TEXT BLOCK –
BOCA RATON, Fla. -- The NFL concluded a largely quiet annual meeting -- in which owners and team executives spent the most time focusing on the future of the game -- with a flurry of news, the most impactful of which were several significant rules changes.
On Wednesday, owners approved a rule that will call for the automatic ejection of a player who gets two unsportsmanlike conduct penalties from a short list of fouls. The rule was approved on a one-year trial basis after several coaches expressed significant fear that it could lead to a spike in ejections. The NFL called 75 unsportsmanlike conduct penalties last year -- an unusually high number -- and members of the Competition Committee said they are concerned about sportsmanship, and that even NCAA rules officials have asked the NFL to take action because college players mimic NFL players.
"We have not been able to affect sportsmanship in a way we think we need to," Competition Committee chairman Rich McKay said.

GIVEN ENTRIES –
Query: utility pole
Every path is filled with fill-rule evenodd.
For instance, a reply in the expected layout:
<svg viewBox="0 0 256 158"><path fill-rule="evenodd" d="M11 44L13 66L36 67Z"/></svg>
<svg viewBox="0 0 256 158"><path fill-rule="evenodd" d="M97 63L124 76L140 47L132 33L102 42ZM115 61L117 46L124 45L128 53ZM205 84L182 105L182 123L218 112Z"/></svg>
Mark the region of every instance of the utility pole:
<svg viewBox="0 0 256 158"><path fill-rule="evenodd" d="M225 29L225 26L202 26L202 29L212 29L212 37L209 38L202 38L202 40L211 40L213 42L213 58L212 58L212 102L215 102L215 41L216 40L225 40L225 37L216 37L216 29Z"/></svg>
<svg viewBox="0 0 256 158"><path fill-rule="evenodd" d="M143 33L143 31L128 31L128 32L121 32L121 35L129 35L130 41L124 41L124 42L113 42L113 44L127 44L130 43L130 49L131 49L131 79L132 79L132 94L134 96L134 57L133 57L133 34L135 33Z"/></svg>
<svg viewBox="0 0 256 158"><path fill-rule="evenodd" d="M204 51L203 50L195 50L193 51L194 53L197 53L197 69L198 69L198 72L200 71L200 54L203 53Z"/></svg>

PROBLEMS –
1 - Copy the part of the NFL meeting article starting with "On Wednesday, owners" and going on through "mimic NFL players.".
2 - Sum up the NFL meeting article in two sentences.
You won't need the listing above for anything here.

RESPONSE LIST –
1 -
On Wednesday, owners approved a rule that will call for the automatic ejection of a player who gets two unsportsmanlike conduct penalties from a short list of fouls. The rule was approved on a one-year trial basis after several coaches expressed significant fear that it could lead to a spike in ejections. The NFL called 75 unsportsmanlike conduct penalties last year -- an unusually high number -- and members of the Competition Committee said they are concerned about sportsmanship, and that even NCAA rules officials have asked the NFL to take action because college players mimic NFL players.

2 - At the NFL's annual meeting in Boca Raton, owners approved, on a one-year trial, a rule that ejects a player who gets two unsportsmanlike conduct penalties from a short list of fouls, even though several coaches feared a spike in ejections. After the league called 75 such penalties last year, Competition Committee members said they are concerned about sportsmanship and that NCAA rules officials had asked the NFL to act.